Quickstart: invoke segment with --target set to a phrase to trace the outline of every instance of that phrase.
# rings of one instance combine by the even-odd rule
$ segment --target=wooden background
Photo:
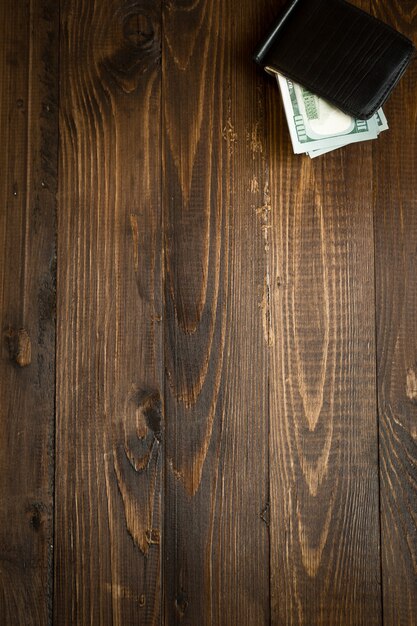
[[[294,156],[281,5],[0,3],[1,624],[417,624],[417,63]]]

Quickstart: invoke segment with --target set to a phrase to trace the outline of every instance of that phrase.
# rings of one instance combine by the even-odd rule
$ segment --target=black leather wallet
[[[385,102],[412,42],[345,0],[292,0],[254,59],[359,119]]]

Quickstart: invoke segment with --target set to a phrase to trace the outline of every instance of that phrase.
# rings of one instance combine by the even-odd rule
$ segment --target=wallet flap
[[[292,0],[254,59],[349,115],[368,119],[413,53],[409,39],[345,0]]]

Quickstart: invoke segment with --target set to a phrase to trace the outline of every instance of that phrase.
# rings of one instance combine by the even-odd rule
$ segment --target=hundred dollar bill
[[[295,154],[335,149],[378,136],[375,116],[355,119],[289,78],[277,74],[277,80]]]
[[[376,119],[376,123],[378,126],[378,135],[379,133],[382,133],[384,130],[388,130],[389,126],[388,126],[387,118],[385,117],[385,113],[382,109],[378,109],[374,117]]]
[[[375,115],[375,123],[377,125],[377,132],[378,135],[379,133],[382,133],[384,130],[388,130],[389,126],[388,126],[388,122],[387,122],[387,118],[385,117],[385,113],[382,109],[379,109]],[[338,148],[343,148],[343,146],[347,146],[350,143],[350,141],[345,141],[344,143],[340,143],[337,146],[333,146],[331,148],[322,148],[321,150],[310,150],[310,152],[308,152],[308,156],[312,159],[315,159],[318,156],[321,156],[322,154],[327,154],[328,152],[332,152],[333,150],[337,150]]]

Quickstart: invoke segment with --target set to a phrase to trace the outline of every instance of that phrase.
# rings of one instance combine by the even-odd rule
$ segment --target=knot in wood
[[[29,333],[24,328],[10,328],[6,333],[9,356],[19,367],[26,367],[32,361],[32,344]]]
[[[141,77],[161,59],[160,16],[156,5],[134,2],[118,18],[119,30],[109,23],[104,36],[106,55],[100,63],[105,78],[126,94],[138,89]]]
[[[155,30],[152,20],[144,11],[138,11],[125,18],[123,25],[125,39],[137,48],[147,50],[152,48],[155,39]]]
[[[162,400],[156,389],[138,389],[132,397],[145,417],[146,425],[157,441],[162,438]]]

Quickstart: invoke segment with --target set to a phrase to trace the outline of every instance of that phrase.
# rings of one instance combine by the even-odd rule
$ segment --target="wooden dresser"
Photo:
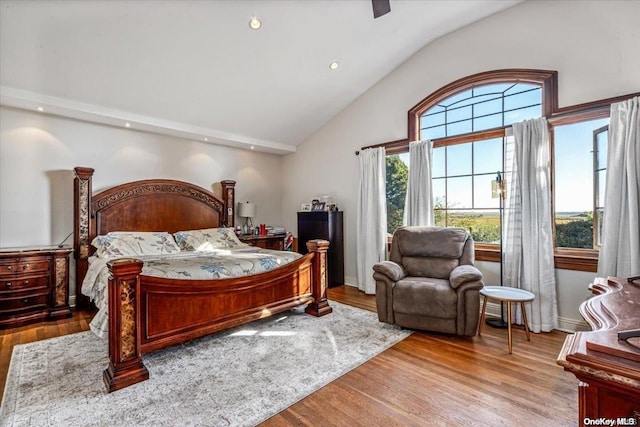
[[[276,251],[284,251],[284,239],[286,234],[252,236],[250,234],[238,236],[241,242],[248,245],[257,246],[262,249],[274,249]]]
[[[640,425],[640,337],[618,339],[640,329],[640,280],[597,278],[589,289],[580,314],[593,330],[569,335],[558,356],[580,381],[578,425]]]
[[[0,249],[0,329],[71,316],[71,248]]]

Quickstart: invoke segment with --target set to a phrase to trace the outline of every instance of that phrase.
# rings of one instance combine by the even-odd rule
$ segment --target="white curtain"
[[[409,179],[404,202],[404,225],[433,225],[431,141],[409,143]]]
[[[358,288],[376,293],[373,265],[387,256],[386,158],[384,148],[360,151],[360,190],[356,224]]]
[[[507,139],[505,153],[504,285],[535,295],[526,304],[533,332],[558,326],[549,153],[544,118],[513,124],[513,138]],[[518,311],[516,321],[522,323],[521,318]]]
[[[640,274],[640,98],[611,105],[598,276]]]

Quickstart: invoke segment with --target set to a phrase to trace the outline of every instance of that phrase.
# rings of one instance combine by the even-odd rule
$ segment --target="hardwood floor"
[[[375,297],[330,289],[329,299],[375,311]],[[92,313],[0,331],[0,395],[13,346],[88,329]],[[262,426],[575,426],[577,382],[556,365],[566,334],[504,329],[482,338],[415,332],[273,416]]]

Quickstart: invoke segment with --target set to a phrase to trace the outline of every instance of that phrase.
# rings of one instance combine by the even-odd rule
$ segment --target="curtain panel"
[[[386,158],[384,148],[362,150],[356,218],[358,289],[376,293],[373,265],[387,257]]]
[[[433,225],[432,158],[431,141],[409,143],[409,179],[404,204],[404,225]]]
[[[550,166],[546,119],[514,123],[505,153],[504,284],[535,295],[527,305],[533,332],[558,326]],[[519,308],[516,321],[522,323]]]
[[[611,105],[598,276],[640,275],[640,98]]]

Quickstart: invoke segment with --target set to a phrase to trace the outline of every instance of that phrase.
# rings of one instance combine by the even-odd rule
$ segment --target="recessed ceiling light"
[[[204,140],[205,140],[205,141],[208,141],[208,140],[209,140],[209,138],[206,138],[206,137],[205,137],[205,138],[204,138]]]
[[[131,124],[129,124],[129,123],[125,123],[125,124],[124,124],[124,127],[126,127],[126,128],[130,128],[130,127],[131,127]]]
[[[259,30],[260,27],[262,27],[262,21],[260,21],[258,18],[254,16],[253,18],[249,19],[249,28],[251,28],[252,30]]]
[[[254,147],[254,146],[252,145],[252,146],[251,146],[251,149],[252,149],[252,150],[255,150],[255,149],[256,149],[256,147]]]
[[[338,64],[336,61],[333,61],[331,64],[329,64],[329,69],[337,70],[339,66],[340,64]]]
[[[36,108],[36,110],[38,110],[38,111],[42,112],[42,111],[44,111],[44,108],[42,108],[42,107],[37,107],[37,108]]]

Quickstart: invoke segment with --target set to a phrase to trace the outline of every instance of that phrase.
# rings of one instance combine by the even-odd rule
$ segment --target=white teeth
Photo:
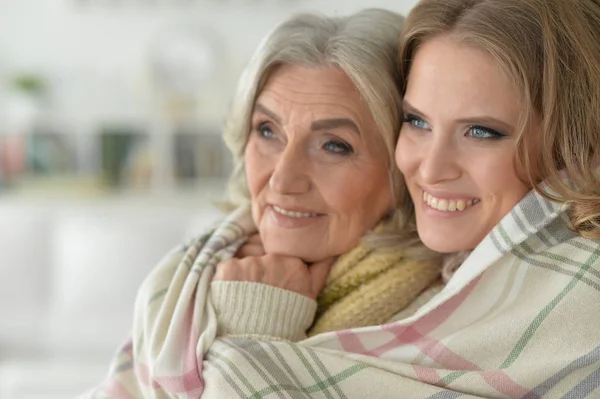
[[[273,210],[277,213],[280,213],[282,215],[289,216],[292,218],[311,218],[311,217],[317,216],[316,213],[288,211],[286,209],[278,207],[277,205],[273,205]]]
[[[447,211],[448,210],[448,201],[447,200],[439,200],[437,209],[440,211]]]
[[[460,212],[465,209],[477,204],[479,202],[478,199],[470,199],[470,200],[448,200],[436,198],[433,195],[430,195],[423,191],[423,201],[427,203],[433,209],[437,209],[442,212]]]

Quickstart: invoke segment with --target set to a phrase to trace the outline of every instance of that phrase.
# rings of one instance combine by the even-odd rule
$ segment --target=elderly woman
[[[393,161],[402,22],[384,10],[306,14],[267,37],[224,126],[232,213],[146,279],[133,337],[92,397],[218,391],[203,375],[217,338],[378,325],[435,290],[439,256],[409,223]]]
[[[599,37],[594,0],[420,1],[396,161],[420,238],[466,260],[395,323],[217,339],[203,396],[598,397]]]

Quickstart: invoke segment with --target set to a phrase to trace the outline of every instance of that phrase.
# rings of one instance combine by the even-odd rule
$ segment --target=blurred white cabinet
[[[99,383],[144,277],[223,217],[191,197],[0,197],[0,399],[68,398]]]

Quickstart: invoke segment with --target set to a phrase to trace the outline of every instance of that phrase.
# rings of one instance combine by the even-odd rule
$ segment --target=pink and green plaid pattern
[[[415,315],[296,343],[214,336],[205,286],[178,299],[165,273],[136,309],[138,343],[91,397],[600,397],[600,240],[573,233],[566,211],[532,192]],[[227,223],[238,233],[212,244],[219,259],[243,235]],[[203,275],[195,259],[188,276]]]

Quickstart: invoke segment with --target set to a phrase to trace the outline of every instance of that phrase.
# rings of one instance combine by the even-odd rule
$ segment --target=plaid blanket
[[[300,342],[216,337],[206,293],[244,234],[232,215],[150,276],[135,341],[90,396],[600,397],[600,240],[566,211],[532,192],[413,316]]]

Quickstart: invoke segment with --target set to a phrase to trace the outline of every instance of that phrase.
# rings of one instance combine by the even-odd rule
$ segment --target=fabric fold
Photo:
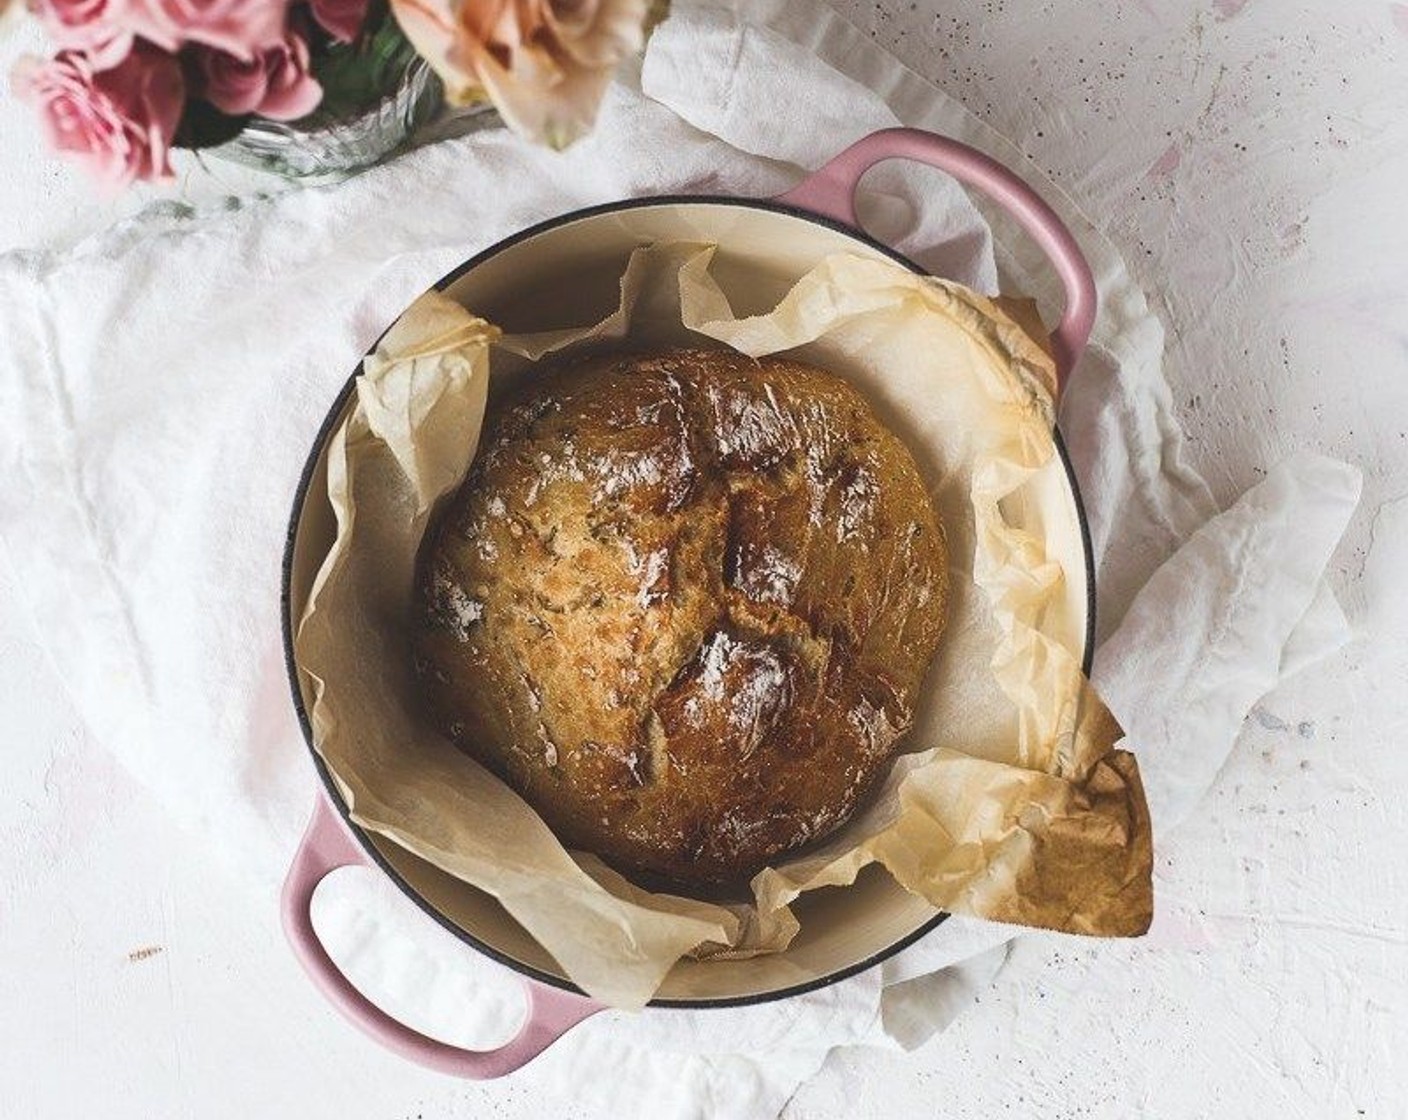
[[[1162,831],[1193,809],[1280,677],[1360,484],[1357,469],[1322,455],[1279,464],[1154,573],[1097,652],[1094,677]],[[1334,648],[1335,634],[1320,634],[1322,648]]]

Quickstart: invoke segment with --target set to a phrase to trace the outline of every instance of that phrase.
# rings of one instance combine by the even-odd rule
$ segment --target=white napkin
[[[1181,463],[1157,320],[1108,243],[1010,145],[836,17],[805,0],[748,11],[752,23],[677,0],[644,95],[614,87],[598,131],[565,155],[481,133],[335,188],[158,209],[70,252],[0,259],[0,538],[15,586],[95,736],[252,880],[258,920],[275,920],[315,790],[278,636],[287,508],[366,346],[436,277],[533,221],[627,195],[776,193],[897,121],[1028,175],[1100,278],[1101,320],[1062,425],[1109,636],[1097,677],[1131,731],[1160,835],[1257,696],[1344,640],[1320,576],[1355,472],[1297,458],[1214,517]],[[867,188],[876,233],[980,288],[1001,274],[1054,320],[1059,293],[999,215],[984,211],[994,242],[932,172],[884,168]],[[339,873],[318,901],[333,955],[388,1010],[460,1042],[510,1033],[516,982],[384,880]],[[1014,932],[951,919],[807,997],[603,1014],[516,1077],[603,1113],[649,1101],[660,1117],[772,1115],[833,1047],[913,1047],[941,1029]]]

****************************************

■ **AIM OF THE EXERCISE**:
Wherever the string "wooden" shows up in the material, copy the line that holds it.

■ **SOLVED EXERCISE**:
$ segment --target=wooden background
$ segment --target="wooden dresser"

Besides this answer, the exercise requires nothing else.